## WHAT IS NEEDED
Reproduce the section comparing TimeFlow and PatchTST forecast plots word for word, from its heading to its final sentence.

## DOCUMENT
— start —

E.2 Plots comparison: TimeFlow vs PatchTST

Table 2 demonstrates the similar forecasting performance of TimeFlow and PatchTST across all horizons. To visually represent their predictions, the figures below showcase the forecasted outcomes of these methods for two samples (24 and 38) and two horizons (96 and 192) on the Electricity, SolarH, and Traffic datasets.

Refer to caption
Figure 9: Qualitative comparisons of TimeFlow vs PatchTST on the Electricity dataset for new time windows
Refer to caption
Figure 10: Qualitative comparisons of TimeFlow vs PatchTST on the SolarH dataset for new time windows
Refer to caption
Figure 11: Qualitative comparisons of TimeFlow vs PatchTST on the Traffic dataset for new time windows
Results

The visual analysis of the figures above reveals that the predictions of TimeFlow and PatchTST are remarkably similar. For instance, when examining sample 24 and horizon 192 of the Traffic dataset, both forecasters exhibit similar error patterns. The only noticeable distinction emerges in the SolarH dataset, where PatchTST tends to overestimate certain peaks.

— end —

## RECORDS SHOWN
— start —

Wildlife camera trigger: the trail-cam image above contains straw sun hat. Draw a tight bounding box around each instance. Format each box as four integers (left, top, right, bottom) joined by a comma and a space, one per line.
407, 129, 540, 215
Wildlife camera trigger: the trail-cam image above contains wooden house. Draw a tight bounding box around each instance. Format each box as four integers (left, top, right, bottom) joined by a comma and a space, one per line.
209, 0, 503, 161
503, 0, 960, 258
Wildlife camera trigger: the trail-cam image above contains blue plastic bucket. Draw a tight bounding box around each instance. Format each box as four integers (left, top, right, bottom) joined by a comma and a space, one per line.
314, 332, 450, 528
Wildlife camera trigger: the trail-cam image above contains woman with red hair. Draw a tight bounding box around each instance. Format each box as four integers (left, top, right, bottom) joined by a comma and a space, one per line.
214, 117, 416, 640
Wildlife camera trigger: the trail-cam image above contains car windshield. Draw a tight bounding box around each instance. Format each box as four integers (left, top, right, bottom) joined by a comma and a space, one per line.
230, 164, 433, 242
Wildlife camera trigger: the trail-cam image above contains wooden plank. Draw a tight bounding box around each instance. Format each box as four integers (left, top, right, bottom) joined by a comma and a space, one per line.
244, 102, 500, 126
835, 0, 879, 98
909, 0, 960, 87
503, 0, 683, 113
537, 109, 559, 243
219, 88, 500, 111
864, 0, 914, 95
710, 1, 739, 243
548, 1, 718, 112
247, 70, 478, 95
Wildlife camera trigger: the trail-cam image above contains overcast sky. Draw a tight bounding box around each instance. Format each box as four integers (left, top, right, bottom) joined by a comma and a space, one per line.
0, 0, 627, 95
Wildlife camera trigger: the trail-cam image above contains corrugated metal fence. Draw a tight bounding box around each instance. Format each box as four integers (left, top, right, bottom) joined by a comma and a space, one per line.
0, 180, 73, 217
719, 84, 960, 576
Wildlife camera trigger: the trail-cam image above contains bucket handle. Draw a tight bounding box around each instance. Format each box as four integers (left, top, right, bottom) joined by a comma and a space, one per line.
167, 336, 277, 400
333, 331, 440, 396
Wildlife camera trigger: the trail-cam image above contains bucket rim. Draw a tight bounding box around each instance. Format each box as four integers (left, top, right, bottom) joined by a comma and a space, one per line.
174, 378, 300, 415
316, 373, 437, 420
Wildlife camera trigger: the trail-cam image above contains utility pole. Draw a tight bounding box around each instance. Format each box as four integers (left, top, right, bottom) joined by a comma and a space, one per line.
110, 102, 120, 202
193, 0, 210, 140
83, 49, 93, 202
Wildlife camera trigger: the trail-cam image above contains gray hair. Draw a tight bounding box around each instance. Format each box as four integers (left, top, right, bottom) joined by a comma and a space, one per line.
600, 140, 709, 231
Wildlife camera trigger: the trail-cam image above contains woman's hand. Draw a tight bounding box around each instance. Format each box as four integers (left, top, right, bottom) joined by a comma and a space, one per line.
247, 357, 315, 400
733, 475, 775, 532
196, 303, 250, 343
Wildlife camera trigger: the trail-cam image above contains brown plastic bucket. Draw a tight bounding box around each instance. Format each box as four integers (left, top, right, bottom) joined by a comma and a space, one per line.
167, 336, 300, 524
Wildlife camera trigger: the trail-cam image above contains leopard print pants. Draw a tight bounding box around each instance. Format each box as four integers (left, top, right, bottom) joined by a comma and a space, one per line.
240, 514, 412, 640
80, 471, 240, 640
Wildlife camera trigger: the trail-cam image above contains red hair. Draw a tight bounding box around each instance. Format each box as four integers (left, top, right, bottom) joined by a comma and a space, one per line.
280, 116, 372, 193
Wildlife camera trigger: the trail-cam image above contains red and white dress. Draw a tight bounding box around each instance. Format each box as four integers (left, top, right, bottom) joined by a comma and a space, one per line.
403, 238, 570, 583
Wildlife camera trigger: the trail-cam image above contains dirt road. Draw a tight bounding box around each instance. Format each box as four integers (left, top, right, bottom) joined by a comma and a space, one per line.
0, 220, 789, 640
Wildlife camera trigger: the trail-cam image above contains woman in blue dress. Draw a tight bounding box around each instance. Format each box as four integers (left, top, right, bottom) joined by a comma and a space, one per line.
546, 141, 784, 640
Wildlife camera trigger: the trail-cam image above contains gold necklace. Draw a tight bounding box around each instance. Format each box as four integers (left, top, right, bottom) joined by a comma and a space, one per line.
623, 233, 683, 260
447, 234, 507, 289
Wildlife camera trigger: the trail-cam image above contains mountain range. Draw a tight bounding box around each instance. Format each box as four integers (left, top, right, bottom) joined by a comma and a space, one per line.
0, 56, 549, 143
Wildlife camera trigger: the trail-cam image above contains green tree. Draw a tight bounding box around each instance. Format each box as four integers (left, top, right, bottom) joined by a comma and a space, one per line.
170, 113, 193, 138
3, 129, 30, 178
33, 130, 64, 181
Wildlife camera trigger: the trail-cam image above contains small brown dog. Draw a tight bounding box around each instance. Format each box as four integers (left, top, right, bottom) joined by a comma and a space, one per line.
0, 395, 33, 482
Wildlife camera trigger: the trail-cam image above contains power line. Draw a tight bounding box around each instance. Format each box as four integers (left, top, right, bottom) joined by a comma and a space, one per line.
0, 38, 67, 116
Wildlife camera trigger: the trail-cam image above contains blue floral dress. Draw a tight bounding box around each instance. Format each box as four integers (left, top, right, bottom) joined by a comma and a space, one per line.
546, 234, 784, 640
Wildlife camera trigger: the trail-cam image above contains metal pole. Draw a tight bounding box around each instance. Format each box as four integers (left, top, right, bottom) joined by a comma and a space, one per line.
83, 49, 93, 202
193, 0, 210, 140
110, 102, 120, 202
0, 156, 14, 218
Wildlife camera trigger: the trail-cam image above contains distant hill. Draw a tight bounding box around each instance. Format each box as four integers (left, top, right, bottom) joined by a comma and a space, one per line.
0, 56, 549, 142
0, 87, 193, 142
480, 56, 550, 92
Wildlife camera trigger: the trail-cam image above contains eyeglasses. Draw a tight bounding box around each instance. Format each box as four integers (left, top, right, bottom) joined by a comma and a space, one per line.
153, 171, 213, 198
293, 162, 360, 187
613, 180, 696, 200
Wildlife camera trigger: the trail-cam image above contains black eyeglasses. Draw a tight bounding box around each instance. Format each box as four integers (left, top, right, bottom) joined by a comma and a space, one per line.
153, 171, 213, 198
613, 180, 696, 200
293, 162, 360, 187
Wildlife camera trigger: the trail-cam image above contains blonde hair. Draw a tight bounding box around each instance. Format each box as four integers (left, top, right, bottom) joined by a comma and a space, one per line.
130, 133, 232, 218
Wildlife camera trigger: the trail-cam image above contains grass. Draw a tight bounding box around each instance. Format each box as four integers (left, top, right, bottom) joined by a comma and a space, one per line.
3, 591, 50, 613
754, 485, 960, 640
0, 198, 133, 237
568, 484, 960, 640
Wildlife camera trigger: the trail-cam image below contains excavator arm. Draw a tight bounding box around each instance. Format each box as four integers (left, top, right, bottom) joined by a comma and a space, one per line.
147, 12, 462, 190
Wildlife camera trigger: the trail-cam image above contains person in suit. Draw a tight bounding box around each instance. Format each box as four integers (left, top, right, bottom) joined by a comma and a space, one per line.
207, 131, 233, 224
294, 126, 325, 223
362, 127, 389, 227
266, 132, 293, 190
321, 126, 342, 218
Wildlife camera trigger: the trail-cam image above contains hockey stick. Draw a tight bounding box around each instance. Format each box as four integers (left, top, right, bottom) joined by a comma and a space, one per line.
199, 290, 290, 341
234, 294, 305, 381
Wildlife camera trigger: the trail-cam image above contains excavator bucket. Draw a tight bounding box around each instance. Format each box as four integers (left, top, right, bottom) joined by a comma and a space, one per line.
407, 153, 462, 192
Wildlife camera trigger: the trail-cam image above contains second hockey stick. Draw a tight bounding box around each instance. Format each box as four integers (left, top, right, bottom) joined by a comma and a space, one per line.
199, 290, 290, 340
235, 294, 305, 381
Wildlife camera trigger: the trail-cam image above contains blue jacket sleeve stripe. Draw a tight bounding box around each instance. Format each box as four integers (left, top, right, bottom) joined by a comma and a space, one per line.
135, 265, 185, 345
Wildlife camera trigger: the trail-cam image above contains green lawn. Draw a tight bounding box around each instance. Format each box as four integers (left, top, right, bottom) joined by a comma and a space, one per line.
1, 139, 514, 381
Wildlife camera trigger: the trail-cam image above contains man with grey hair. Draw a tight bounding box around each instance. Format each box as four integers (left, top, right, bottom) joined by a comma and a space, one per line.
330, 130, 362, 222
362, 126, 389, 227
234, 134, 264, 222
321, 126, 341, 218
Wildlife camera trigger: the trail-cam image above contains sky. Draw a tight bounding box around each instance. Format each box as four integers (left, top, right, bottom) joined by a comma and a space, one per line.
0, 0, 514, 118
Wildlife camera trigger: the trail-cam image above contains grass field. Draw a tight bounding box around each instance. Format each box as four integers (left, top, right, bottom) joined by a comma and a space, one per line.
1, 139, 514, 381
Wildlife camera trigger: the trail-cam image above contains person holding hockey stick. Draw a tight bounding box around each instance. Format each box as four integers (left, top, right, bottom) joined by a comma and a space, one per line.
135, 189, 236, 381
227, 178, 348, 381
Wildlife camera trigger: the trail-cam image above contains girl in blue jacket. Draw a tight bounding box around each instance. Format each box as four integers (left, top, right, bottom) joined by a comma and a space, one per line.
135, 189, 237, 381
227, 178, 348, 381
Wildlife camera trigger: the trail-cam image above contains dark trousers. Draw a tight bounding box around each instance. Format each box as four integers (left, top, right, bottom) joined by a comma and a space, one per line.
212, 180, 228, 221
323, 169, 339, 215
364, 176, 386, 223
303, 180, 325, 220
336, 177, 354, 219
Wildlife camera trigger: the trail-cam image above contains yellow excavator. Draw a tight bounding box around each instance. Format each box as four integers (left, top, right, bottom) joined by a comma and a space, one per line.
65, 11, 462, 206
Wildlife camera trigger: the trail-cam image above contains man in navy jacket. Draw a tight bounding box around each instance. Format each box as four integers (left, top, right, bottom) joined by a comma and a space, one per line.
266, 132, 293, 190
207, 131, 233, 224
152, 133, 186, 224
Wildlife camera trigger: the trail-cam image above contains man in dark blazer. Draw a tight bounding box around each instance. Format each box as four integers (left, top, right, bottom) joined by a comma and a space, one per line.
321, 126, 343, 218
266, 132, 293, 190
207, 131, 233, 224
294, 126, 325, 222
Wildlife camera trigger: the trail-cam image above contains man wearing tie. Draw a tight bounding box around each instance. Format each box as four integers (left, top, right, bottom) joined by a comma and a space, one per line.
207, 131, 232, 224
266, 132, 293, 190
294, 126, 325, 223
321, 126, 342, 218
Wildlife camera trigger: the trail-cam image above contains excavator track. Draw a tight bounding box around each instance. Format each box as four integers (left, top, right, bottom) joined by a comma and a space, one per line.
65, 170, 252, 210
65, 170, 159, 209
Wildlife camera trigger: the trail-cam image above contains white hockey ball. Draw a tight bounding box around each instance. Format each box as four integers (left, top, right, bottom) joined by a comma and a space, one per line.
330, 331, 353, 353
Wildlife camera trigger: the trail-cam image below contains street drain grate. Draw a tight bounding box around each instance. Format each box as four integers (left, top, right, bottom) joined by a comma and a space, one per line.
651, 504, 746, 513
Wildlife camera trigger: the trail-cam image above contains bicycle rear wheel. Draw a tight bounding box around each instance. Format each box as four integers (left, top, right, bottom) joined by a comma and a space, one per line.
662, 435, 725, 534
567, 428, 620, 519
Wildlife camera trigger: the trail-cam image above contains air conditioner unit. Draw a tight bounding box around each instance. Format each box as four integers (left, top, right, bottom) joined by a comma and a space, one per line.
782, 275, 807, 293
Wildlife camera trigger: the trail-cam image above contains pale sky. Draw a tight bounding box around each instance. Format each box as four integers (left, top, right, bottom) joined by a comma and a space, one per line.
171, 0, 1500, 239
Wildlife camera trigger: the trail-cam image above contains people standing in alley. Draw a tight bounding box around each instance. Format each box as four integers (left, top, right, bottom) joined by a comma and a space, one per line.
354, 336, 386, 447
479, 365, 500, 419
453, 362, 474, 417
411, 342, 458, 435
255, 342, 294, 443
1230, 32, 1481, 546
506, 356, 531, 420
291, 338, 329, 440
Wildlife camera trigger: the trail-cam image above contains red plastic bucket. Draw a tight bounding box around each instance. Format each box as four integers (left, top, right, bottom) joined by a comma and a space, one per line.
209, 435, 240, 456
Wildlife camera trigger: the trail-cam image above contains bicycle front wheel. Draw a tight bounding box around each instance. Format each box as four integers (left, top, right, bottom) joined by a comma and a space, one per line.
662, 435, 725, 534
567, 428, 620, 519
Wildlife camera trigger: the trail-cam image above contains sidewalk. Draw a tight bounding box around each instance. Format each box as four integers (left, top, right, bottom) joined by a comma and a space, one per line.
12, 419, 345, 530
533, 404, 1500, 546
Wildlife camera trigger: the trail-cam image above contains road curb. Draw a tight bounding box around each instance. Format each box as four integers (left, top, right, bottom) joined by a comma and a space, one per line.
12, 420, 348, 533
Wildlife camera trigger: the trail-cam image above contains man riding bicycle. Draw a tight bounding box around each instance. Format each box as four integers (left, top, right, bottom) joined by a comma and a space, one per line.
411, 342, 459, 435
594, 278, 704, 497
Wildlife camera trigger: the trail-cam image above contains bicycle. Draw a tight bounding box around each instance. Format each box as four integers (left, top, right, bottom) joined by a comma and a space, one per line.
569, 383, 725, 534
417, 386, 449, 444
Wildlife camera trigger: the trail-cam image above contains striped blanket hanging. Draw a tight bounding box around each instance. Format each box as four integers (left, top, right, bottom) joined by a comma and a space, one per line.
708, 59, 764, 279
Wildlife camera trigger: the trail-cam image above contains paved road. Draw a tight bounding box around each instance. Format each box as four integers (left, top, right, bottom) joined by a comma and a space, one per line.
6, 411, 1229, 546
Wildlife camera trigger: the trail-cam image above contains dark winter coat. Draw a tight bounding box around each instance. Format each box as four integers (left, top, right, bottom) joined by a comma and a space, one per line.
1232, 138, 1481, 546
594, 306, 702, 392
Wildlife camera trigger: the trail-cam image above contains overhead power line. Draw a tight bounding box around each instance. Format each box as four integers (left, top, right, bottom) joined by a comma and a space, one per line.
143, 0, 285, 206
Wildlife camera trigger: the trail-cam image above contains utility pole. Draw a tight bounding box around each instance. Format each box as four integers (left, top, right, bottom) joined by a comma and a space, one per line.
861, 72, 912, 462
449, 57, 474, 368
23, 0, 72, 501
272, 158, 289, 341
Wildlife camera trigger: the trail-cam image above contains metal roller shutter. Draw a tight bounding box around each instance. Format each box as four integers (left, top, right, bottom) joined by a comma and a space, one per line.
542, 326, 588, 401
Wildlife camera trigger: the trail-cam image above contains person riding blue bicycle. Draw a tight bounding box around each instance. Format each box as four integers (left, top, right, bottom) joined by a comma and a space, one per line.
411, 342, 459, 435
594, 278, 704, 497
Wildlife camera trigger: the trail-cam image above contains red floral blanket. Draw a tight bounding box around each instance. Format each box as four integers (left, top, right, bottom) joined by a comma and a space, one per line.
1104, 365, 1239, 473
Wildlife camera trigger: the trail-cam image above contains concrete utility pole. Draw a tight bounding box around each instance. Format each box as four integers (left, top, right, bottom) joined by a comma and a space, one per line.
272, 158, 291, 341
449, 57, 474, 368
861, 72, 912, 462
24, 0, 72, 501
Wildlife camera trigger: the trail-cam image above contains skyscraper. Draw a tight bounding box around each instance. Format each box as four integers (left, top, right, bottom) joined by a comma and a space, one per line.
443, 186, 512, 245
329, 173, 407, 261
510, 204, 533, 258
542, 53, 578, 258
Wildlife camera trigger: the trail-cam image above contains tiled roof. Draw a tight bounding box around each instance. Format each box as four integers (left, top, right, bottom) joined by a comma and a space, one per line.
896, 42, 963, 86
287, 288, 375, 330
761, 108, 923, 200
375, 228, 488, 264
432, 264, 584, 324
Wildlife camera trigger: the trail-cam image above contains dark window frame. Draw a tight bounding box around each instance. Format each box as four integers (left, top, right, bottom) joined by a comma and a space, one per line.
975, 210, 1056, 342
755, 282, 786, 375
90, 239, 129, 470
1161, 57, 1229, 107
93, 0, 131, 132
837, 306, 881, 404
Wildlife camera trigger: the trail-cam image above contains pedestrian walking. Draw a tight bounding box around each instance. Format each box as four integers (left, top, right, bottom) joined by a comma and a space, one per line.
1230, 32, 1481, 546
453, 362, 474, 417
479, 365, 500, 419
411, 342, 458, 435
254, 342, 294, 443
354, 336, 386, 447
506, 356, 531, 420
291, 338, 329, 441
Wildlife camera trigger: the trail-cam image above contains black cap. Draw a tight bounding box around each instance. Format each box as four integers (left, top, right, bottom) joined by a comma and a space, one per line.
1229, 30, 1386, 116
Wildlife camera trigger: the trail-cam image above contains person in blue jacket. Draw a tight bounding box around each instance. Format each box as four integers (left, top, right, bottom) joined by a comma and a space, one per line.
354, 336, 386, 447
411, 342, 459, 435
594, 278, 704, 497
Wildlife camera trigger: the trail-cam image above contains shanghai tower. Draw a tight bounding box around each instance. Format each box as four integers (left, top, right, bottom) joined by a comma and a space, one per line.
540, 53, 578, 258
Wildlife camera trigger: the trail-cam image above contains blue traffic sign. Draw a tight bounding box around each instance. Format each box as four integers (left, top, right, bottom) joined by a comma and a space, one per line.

— end —

## REPLY
E.2 Plots comparison: TimeFlow vs PatchTST

Table 2 demonstrates the similar forecasting performance of TimeFlow and PatchTST across all horizons. To visually represent their predictions, the figures below showcase the forecasted outcomes of these methods for two samples (24 and 38) and two horizons (96 and 192) on the Electricity, SolarH, and Traffic datasets.

Refer to caption
Figure 9: Qualitative comparisons of TimeFlow vs PatchTST on the Electricity dataset for new time windows
Refer to caption
Figure 10: Qualitative comparisons of TimeFlow vs PatchTST on the SolarH dataset for new time windows
Refer to caption
Figure 11: Qualitative comparisons of TimeFlow vs PatchTST on the Traffic dataset for new time windows
Results

The visual analysis of the figures above reveals that the predictions of TimeFlow and PatchTST are remarkably similar. For instance, when examining sample 24 and horizon 192 of the Traffic dataset, both forecasters exhibit similar error patterns. The only noticeable distinction emerges in the SolarH dataset, where PatchTST tends to overestimate certain peaks.